### Your goal
Carry on the review of the Spaceman Titan II fuzz pedal, starting right after its final sentence.

### Provided text
----

It’s not for nothing that Spaceman Effects enjoys a following that verges on cultish. The pedal builds are typically immaculate. The designs—loving homages to early-’60s aerospace control panels—make you feel like a test pilot when you’re just dialing in a little extra treble. Above all, Spaceman’s effects usually deliver sonic originality that’s rare amid the clone clutter in the stompbox cosmos.

The Titan II is more straightforward than many Spaceman fuzzes, at least in terms of controls and circuitry. And while you hear hints of familiar fuzz touchstones at many settings—early Big Muff, MkIII Tone Bender, and RAT textures are all part of the Titan II tapestry—it is never quite any of those things. Through its combination of burly, spitty, gruff, and even sophisticated voices, the Titan II delivers sounds and tactile feedback that feels fresh, open-ended, and inspiring.

Built for the Outer Limits
Even if you never open a stompbox except to change a battery, it’s worth a look at the inner workings of the Titan II. Like all Spaceman effects, it’s a textbook study in how to make a stompbox circuit clean, serviceable, and attractive. The discrete circuit is carefully and flawlessly laid out on a through-hole circuit board, which Spaceman glams up with star-engraved silvery overlay. Many of the components themselves look cool, like the gleaming Fine Gold capacitor that’s typically used in hi-fi applications. The part count is appropriately small for a 3-knob fuzz, though six silicon transistors drive the Titan II—presumably to generate the copious gain we’ll discuss in a minute.

The tone of the Titan II feels uncompromised, making the level control seem more like a floodgate than a simple potentiometer.

The circuit board is mounted so it seems to float free within the enclosure. This design also insulates the vital components from the force of blows on stage and during travel. Even the wiring from the enclosure-mounted footswitch and jacks is fastidious—routed in readily traceable right-angle routes from their points of origin to the circuit board. The 9V AC jack is side-mounted, but that location keeps it far from the circuit board and makes it easy to replace in the unlikely instance of failure. You can also power Titan II with a 9V battery.

----

### Stored data

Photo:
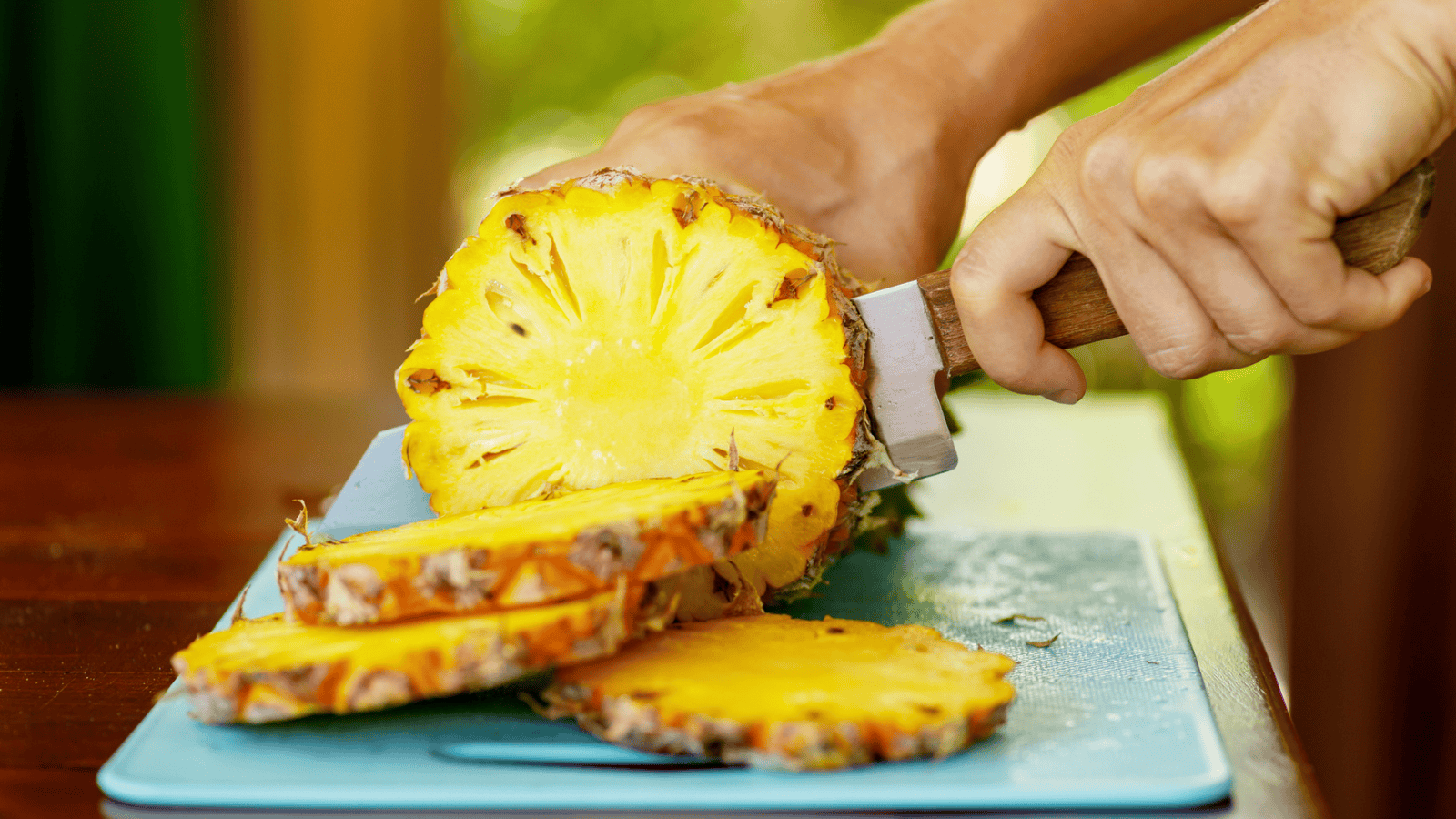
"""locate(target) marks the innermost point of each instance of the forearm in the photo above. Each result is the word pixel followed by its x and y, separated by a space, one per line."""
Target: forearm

----

### Response area
The pedal’s exterior is classically Spaceman. It uses the same engraved-plastic-faceplate-over-steel-enclosure configuration that you see on mid-century avionics as well as a red Fender-amp-style indicator lamp. The pots turn with precision and satisfying resistance. And like every Spaceman pedal, it’s fitted with a cool aluminum label that’s stamped with the unit’s serial number.

Full Thrust Fuzz
The Titan II is not a subtle fuzz. Even at the lowest gain settings, it still exudes the menace of a growling dog on a chain. That doesn’t mean it’s incapable of nuance, as we’ll see. But you learn fast that Titan II is louder and more explosive than a lot of standard-bearing fuzzes.

With gain and tone controls at noon, unity gain arrives with the level between 9 and 10 o’clock. What’s really impressive, though, is how much ceiling and boost the Titan II makes available beyond that mark, and incrementally increasing output can feel a little hairy as Titan II drives your signal to speaker-rattling volumes. The remarkable thing is that, beyond whatever natural compression your amp generates in response to this much signal, the tone of the Titan II feels uncompromised—making the level control feel more like a floodgate than a simple potentiometer.